◆ Goals
[a] Translate this sentence from the PDF/A email thread into Spanish: "Careful with that phrase as it's led to misunderstanding by non-technical people."
[b] Gather every line of the records that contains the word "baseball", copying each one in full.

◆ Document extract

Date: Fri, 18 Nov 2011 08:12:16 -0800
Subject: Re: [iText-questions] What is required to make a file PDF/A?
I set it using PdfWriter. setPDFXConformance(PdfWriter.PDFA1B);
·         Author mismatch between Document Info and XMP Metadata
·         Creation date mismatch between Document Info and XMP Metadata
·         Device process color used but no PDF/A OutputIntent (253
matches on 4 pages)
·         Last Modification Date mismatch between Document Info and XMP Metadata
·         Metadata missing (XMP)
·         PDF/A entry missing
·         Producer mismatch between Document Info and XMP Metadata
Are these expected? Or do I need to set something else also?
Thanks - dave
Sent: Thursday, November 17, 2011 9:20 AM
To: Post here
Subject: Re: [iText-questions] What is required to make a file PDF/A?
If you are creating the PDF ENTIRELY with iText - then you can just use the setConformance() API and it will take care of the details for you.  If you are starting with an existing PDF - then there aren't any options for iText at this time.
But that will ONLY get you PDF/A-1b.
PDF/A-1a requires that you properly structure & tag your content - something that iText will not (currently) do for you.  So you will need to do all that work yourself if you want full conformance.
And then there's PDF/A-2, which iText doesn't currently support either
- but most folks aren't there just yet.
Leonard
Date: Thu, 17 Nov 2011 08:12:38 -0800
Subject: Re: [iText-questions] What is required to make a file PDF/A?
I didn't know about pre-flight, that's cool.
·         Convert to PDF/A-1a (sRGB)
·         Convert to PDF/A-1b (sRGB)
·         Author mismatch between Document Info and XMP Metadata
·         CIDset in subset font missing (238 matches on 4 pages)
·         Creation date mismatch between Document Info and XMP Metadata
·         Device process color used but no PDF/A OutputIntent (253
matches on 4 pages)
·         Last Modification Date mismatch between Document Info and XMP Metadata
·         MarkInfo missing
·         Metadata missing (XMP)
·         PDF/A entry missing
·         Producer mismatch between Document Info and XMP Metadata
·         Structured PDF: Structure tree root entry missing
The biggies seem to be the CIDset for the fonts and colors stored correctly. I'm guessing this is not a simple couple of hours to add in.
Is there a setting in iText to set these values or does this require a 3rd party app?
Thanks - dave
Sent: Thursday, November 17, 2011 8:44 AM
To: Post all your questions about iText here
Subject: Re: [iText-questions] What is required to make a file PDF/A?
Post by TvT
no external referencing
Careful with that phrase as it's led to misunderstanding by non-technical people.
What you really mean to say is "no externally referenced resources/assets".
Leonard
Sent: Thursday, November 17, 2011 7:12 AM
To: Post all your questions about iText here
Subject: Re: [iText-questions] What is required to make a file PDF/A?
PDF/A-1a or PDF/A-1b or PDF/A-2?
2. Even if you take the simplest PDF/A-1b there is lots of stuff to consider. Best you read the PDF/A spec. (ISO 19005-1:2005 or ISO 19005-2:2011) No javascript, no external referencing, colors etc etc.
3. What probably acrobat is looking at is the PDF/A tag in the meta information. Probably if you set that one acrobat will say its PDF/A. A better check is the PDF/A preflight check acrobat professional is offering. It shows you which part of the spec you are missing. If all tests pass then you probably have a 95% compliant PDF/A document.

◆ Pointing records
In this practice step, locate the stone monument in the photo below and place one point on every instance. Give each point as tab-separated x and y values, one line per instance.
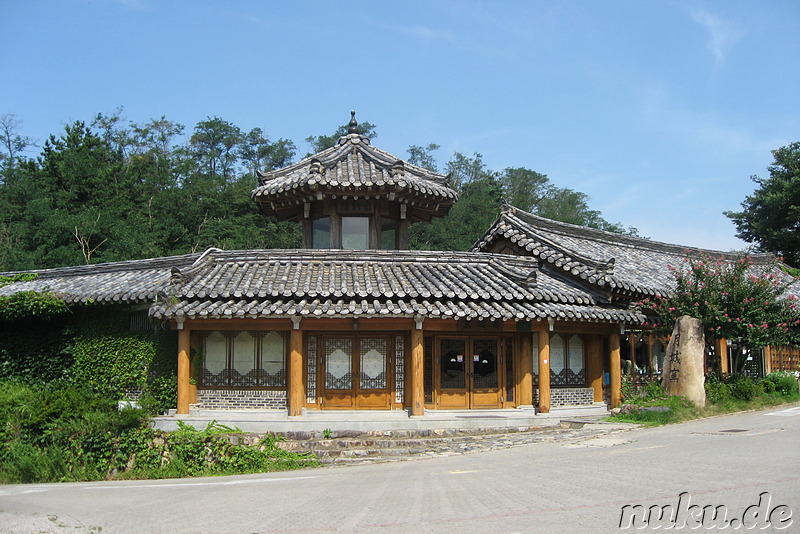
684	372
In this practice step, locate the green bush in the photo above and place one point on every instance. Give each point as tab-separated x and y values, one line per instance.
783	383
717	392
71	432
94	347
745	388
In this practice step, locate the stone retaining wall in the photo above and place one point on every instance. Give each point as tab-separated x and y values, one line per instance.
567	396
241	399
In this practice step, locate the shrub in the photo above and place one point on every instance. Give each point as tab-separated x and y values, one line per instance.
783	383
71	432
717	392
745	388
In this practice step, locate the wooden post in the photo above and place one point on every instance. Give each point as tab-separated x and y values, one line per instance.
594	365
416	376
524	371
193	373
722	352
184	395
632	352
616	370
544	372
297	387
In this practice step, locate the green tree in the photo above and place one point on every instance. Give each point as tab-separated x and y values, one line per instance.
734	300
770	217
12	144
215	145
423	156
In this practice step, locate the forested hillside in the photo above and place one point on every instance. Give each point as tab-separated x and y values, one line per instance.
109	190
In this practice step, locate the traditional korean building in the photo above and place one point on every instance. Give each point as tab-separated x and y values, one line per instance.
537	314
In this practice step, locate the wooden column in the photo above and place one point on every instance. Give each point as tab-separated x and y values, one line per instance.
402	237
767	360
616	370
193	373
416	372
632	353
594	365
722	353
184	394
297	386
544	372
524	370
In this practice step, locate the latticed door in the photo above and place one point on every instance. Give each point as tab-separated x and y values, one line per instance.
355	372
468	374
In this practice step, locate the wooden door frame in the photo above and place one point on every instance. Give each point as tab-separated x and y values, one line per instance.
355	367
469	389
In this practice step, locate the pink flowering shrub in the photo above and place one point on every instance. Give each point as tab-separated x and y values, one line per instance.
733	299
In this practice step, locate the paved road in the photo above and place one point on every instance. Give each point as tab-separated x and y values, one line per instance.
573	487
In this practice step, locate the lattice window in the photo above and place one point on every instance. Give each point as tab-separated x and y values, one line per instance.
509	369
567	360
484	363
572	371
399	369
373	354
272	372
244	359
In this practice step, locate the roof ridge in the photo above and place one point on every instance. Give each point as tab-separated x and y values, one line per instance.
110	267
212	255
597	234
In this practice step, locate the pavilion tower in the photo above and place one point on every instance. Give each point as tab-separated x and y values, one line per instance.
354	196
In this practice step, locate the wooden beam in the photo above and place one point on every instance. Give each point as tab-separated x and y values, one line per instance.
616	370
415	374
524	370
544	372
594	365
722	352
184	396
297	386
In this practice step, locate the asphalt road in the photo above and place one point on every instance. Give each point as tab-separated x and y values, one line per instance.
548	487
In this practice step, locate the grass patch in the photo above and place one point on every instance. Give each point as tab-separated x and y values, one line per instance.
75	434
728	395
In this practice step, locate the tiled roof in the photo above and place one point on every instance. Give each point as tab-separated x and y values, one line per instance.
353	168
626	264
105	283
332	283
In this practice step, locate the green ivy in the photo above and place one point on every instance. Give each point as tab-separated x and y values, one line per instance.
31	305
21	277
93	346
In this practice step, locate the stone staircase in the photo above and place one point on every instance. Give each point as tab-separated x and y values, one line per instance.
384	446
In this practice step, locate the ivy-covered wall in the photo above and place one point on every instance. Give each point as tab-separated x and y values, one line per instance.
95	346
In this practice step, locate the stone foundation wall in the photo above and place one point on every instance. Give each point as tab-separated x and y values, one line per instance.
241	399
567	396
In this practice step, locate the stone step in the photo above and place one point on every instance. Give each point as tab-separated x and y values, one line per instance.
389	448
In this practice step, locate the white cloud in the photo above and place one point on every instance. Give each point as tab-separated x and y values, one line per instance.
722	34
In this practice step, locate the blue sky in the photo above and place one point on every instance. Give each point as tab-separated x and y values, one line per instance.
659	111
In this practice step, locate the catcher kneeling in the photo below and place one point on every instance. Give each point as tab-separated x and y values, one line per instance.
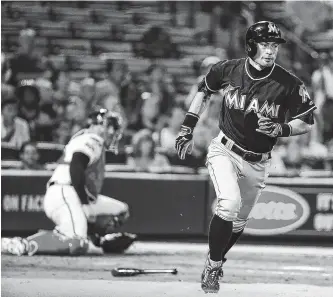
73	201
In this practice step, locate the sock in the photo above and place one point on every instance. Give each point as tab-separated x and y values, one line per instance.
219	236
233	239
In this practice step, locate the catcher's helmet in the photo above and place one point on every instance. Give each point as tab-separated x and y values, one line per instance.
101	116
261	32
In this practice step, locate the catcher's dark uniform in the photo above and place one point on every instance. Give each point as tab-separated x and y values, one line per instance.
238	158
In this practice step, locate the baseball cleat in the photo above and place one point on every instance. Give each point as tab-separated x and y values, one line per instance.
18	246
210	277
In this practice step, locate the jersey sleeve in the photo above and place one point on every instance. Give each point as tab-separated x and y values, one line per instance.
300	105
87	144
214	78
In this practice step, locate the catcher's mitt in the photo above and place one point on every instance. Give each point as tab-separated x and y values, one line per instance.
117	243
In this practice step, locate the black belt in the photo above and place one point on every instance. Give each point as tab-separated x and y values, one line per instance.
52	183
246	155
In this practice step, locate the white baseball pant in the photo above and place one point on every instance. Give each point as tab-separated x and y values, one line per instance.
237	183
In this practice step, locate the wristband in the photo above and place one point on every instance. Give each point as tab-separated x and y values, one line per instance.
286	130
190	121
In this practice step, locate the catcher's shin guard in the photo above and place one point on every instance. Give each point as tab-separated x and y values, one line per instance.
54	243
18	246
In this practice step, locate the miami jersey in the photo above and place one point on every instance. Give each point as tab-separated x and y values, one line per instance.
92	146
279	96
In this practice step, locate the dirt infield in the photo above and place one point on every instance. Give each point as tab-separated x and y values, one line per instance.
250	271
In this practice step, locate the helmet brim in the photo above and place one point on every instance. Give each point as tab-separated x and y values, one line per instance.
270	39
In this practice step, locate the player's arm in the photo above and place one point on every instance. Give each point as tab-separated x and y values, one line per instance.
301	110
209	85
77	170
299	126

◆ Answers for the tasks
[a] Cuidado con esa frase, ya que ha llevado a malentendidos entre personas sin conocimientos técnicos.

[b]
In this practice step, locate the baseball cleat in the photo above and place one point on every instance. Give each point as tab-separated x and y values, one line per instance.
In this practice step, locate the white baseball pant in the photo above and place one point on every instance. Give each point as tab-separated x and y values, one line per instance.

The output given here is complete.